Intervention de Daniel Lebègue

Commission des finances, du contrôle budgétaire et des comptes économiques de la nation — Réunion du 15 juin 2016 à 9h00
Lutte contre l'évasion et la fraude fiscales internationales — Audition de M. Daniel Lebègue président de transparency international france

Daniel Lebègue, président de Transparency International France :

La Société Générale a donc réduit cette activité des neuf dixièmes. Il s'agit d'un changement de comportement très clair. Je pense que les grandes banques françaises vont aller au bout du processus.

Je vais faire appel à mes souvenirs de banquier. La Société Générale, BNP Paribas, le Crédit Agricole ont, dans de grands centres financiers étrangers, de grands clients. BNP Paribas, par exemple, est l'une des plus grandes banques de Hong Kong, Singapour et Shanghai. Elle comptait parmi ses clients de l'époque tous les grands entrepreneurs chinois, dans tous les secteurs - armement, construction...

Ces grands clients considéraient, et considèrent sans doute toujours, leur banque comme un partenaire global. Ils en attendent une aide pour financer leurs investissements et leurs exportations, différentes formules de gestion des moyens de paiement, et aussi une offre en matière de placements financiers, en particulier pour le dirigeant chinois, singapourien, indonésien ou brésilien qui veut éviter de payer trop d'impôts. Si sa banque ne peut lui offrir le placement offshore qu'il désire, le leader mondial de l'armement naval, par exemple, se tournera alors vers HSBC ou Barclays, à Hong Kong ou Singapour, qui lui proposent ce service. Voilà comment les choses se passent et se sont passées.
• • • • •
**Liste des tâches**
**a)** Répondez à ces questions sur l'intervention de Daniel Lebègue :
(i) De quelle proportion la Société Générale a-t-elle réduit cette activité ?
(ii) Dans quelles villes BNP Paribas figure-t-elle parmi les plus grandes banques ?
(iii) Vers quelles banques se tournerait le leader mondial de l'armement naval si sa banque ne pouvait lui offrir le placement offshore qu'il désire ?
**b)** Poursuivez l'intervention de Daniel Lebègue sur l'évasion fiscale à la suite de sa dernière phrase.
Les entrées n'ont aucun rapport avec l'intervention de Daniel Lebègue.

**Entrées**
• • • • •
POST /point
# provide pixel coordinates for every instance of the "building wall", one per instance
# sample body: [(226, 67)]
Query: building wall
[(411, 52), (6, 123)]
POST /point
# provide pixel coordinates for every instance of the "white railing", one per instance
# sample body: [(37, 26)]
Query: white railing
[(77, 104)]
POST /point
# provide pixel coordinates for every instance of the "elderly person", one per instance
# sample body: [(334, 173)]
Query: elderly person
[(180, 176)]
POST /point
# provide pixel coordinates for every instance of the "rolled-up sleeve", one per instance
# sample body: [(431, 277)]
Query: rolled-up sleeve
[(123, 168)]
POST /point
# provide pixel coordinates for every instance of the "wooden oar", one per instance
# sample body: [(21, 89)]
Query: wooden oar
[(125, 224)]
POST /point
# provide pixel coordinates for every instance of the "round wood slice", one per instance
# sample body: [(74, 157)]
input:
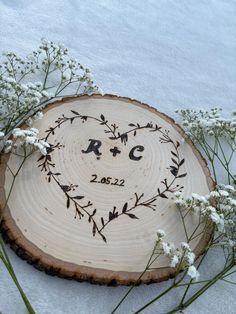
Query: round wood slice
[(91, 207)]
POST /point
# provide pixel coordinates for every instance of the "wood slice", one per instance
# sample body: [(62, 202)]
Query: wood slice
[(91, 207)]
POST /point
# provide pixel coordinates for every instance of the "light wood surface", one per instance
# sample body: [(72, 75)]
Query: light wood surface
[(90, 209)]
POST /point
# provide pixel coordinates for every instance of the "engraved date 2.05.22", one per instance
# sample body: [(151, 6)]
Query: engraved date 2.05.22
[(107, 180)]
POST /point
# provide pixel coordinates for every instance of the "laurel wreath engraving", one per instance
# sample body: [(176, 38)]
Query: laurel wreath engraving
[(86, 209)]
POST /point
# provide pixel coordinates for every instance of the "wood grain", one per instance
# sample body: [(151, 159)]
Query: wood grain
[(111, 244)]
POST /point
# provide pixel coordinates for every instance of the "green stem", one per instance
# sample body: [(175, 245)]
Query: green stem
[(6, 261), (149, 263), (203, 289)]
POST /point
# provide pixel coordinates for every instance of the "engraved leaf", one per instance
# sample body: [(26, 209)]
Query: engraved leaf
[(174, 154), (78, 197), (163, 195), (125, 207), (182, 175), (75, 112), (68, 202), (181, 162), (174, 161), (132, 216)]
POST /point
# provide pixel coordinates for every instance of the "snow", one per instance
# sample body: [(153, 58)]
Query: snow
[(170, 54)]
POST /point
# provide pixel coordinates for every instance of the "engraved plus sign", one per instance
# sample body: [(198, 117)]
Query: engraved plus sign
[(115, 151)]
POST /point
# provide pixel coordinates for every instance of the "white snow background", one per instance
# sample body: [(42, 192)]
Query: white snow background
[(169, 54)]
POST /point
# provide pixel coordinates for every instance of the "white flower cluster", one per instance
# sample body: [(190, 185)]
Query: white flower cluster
[(183, 256), (20, 99), (25, 138), (222, 214), (210, 122)]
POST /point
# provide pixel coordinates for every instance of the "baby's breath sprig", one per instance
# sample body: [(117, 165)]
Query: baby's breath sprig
[(26, 85), (216, 136)]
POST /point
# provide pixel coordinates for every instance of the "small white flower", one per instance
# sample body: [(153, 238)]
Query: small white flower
[(223, 193), (38, 115), (190, 258), (161, 233), (185, 246), (214, 194), (2, 134), (215, 217), (35, 131), (166, 248), (174, 261), (30, 140), (193, 273)]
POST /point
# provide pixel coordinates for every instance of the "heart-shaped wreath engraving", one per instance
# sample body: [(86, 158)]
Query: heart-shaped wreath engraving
[(73, 197)]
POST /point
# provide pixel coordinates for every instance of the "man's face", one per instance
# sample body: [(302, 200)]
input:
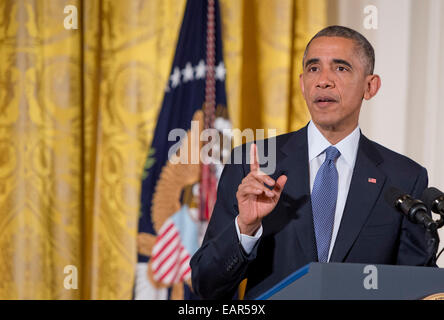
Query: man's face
[(334, 83)]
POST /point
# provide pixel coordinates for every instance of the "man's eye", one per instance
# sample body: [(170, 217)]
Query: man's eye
[(313, 69)]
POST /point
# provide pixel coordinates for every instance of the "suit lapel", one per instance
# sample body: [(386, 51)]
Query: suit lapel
[(361, 198), (296, 194)]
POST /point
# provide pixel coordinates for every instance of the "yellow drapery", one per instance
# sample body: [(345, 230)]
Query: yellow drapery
[(77, 113)]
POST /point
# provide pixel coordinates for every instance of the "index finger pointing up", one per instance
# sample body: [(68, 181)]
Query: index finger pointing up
[(254, 161)]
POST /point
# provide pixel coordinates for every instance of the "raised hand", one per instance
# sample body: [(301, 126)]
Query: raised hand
[(254, 199)]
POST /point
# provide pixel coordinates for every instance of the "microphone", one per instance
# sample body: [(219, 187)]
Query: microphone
[(434, 199), (415, 210)]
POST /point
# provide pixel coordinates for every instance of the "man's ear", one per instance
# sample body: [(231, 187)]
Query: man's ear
[(373, 83), (301, 83)]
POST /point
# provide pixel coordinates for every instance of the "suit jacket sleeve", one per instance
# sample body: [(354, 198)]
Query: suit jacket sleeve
[(412, 246), (221, 263)]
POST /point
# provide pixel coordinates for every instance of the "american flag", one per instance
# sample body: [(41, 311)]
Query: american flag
[(170, 260), (196, 83)]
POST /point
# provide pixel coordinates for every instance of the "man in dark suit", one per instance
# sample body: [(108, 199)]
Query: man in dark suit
[(325, 199)]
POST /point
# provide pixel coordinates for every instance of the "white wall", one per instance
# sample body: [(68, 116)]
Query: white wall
[(406, 114)]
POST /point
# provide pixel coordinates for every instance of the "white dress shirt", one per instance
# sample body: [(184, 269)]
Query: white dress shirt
[(317, 143)]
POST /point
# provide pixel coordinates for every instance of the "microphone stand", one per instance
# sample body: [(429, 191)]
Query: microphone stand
[(432, 239)]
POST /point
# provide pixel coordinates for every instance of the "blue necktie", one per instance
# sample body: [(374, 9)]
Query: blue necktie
[(323, 202)]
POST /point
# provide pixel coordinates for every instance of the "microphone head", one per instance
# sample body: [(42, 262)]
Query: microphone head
[(430, 195), (392, 195)]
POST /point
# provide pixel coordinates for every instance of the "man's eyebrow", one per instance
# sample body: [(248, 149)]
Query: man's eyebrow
[(311, 61), (341, 61)]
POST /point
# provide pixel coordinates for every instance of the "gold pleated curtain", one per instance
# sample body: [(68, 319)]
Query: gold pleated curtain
[(77, 112)]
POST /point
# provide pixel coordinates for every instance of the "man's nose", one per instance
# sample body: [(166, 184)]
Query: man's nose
[(325, 80)]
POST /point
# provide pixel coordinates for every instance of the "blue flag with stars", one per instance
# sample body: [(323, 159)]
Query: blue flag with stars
[(170, 225)]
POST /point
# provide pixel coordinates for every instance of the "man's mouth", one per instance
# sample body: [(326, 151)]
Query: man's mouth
[(325, 101)]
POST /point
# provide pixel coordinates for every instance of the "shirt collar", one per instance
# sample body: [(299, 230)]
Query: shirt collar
[(348, 147)]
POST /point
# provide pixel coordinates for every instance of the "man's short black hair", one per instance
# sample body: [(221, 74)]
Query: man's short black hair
[(363, 45)]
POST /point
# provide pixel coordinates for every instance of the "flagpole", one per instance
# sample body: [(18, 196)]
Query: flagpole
[(208, 179)]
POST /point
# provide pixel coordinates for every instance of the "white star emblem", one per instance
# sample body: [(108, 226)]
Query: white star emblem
[(188, 73), (200, 70), (175, 78), (220, 71)]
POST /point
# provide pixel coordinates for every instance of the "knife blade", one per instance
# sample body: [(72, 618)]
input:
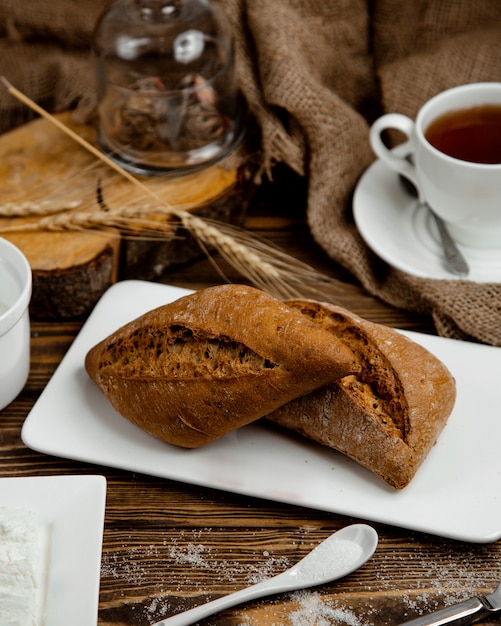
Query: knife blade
[(466, 612)]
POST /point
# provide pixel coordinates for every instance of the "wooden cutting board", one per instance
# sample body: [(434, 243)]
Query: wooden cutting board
[(72, 269)]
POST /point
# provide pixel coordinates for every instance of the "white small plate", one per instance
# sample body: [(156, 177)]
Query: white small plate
[(454, 493), (73, 506), (404, 233)]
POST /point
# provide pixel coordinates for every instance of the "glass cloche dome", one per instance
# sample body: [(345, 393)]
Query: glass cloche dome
[(168, 100)]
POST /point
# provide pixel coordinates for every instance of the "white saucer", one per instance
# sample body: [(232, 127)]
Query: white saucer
[(404, 234)]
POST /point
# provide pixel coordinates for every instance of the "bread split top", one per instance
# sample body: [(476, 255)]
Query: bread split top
[(192, 370)]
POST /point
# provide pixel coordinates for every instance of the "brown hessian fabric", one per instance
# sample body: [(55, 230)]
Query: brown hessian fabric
[(315, 74)]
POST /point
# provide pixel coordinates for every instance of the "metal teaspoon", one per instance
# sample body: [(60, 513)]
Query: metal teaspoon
[(454, 259), (339, 555)]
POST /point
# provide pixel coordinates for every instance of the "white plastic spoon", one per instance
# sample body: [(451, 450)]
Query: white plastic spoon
[(337, 556)]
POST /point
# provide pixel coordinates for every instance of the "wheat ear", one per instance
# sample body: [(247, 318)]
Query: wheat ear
[(265, 266)]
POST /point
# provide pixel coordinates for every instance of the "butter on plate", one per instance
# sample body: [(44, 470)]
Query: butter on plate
[(24, 556)]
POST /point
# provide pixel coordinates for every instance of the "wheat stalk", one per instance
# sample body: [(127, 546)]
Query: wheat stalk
[(265, 266), (40, 208)]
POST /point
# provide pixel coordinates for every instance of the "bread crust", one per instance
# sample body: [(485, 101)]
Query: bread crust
[(389, 415), (192, 370)]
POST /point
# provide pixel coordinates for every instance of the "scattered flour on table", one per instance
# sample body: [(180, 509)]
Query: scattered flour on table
[(24, 554), (313, 611)]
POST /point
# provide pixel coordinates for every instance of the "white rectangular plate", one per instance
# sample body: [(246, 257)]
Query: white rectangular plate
[(455, 494), (73, 506)]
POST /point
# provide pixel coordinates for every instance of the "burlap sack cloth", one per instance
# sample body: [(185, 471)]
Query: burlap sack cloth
[(315, 73)]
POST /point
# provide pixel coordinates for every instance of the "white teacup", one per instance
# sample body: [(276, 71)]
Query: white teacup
[(463, 191), (15, 294)]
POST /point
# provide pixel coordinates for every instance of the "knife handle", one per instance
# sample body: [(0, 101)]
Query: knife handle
[(466, 612)]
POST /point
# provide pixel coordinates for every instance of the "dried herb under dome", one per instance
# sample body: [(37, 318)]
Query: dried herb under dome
[(168, 99)]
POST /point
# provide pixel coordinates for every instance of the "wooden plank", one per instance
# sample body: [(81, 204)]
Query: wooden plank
[(72, 269)]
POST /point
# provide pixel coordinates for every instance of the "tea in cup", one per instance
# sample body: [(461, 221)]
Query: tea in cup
[(15, 294), (455, 143)]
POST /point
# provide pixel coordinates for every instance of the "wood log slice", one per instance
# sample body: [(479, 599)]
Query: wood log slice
[(71, 269)]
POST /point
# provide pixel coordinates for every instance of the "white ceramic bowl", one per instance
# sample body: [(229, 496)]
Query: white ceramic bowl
[(15, 294)]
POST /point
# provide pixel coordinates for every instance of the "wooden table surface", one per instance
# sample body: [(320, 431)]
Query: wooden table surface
[(168, 546)]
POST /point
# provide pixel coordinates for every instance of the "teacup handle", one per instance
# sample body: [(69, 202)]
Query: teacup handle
[(398, 163)]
• • • • •
**Réponses aux tâches**
**a)**
(i) Des neuf dixièmes.
(ii) À Hong Kong, Singapour et Shanghai.
(iii) Vers HSBC ou Barclays, à Hong Kong ou Singapour.

**b)**
Je pense que les banques françaises ont maintenant pris la mesure des risques encourus sur le plan juridique et financier et sur celui de la réputation. Elles sont aujourd'hui décidées à ne plus offrir de tels services, même s'il s'agit d'un sacrifice important.

La loi FATCA est un outil extraordinaire. Les États-Unis ont convaincu - ou leur ont imposé - tous leurs partenaires et tous les établissements financiers dans le monde de déclarer les avoirs détenus chez eux par des résidents américains et les transactions effectuées chaque année sur ces comptes, et cela de manière automatique. Ce système est indéniablement le plus robuste de tous.

On peut trouver son équivalent en Europe avec la directive instaurant la règle d'échange automatique d'informations entre tous les pays membres de l'Union. Nous avons finalement pu imposer ce dispositif au Luxembourg et à l'Autriche qui résistaient depuis quinze ans. Nous avons aussi réussi à l'imposer aux grands partenaires de l'Union européenne que sont la Suisse, Monaco, Malte, Gibraltar, Andorre, Liechtenstein et Jersey et Guernesey.

Que reste-t-il encore à améliorer ? Comme nous nous y sommes engagés, nous fournissons aux autorités américaines toute l'information dont nous disposons sur les avoirs, les transactions financières de tout résident américain en Europe.

Si nous ne faisons pas, les sanctions tomberaient rapidement, non seulement sur les États, mais aussi sur les banques concernées. La banque étrangère ne respectant pas les règles FATCA aurait une chance sur deux de perdre sa licence bancaire aux États-Unis, sans discussion, négociation ou transaction. Aucune banque n'est prête à prendre ce risque aujourd'hui.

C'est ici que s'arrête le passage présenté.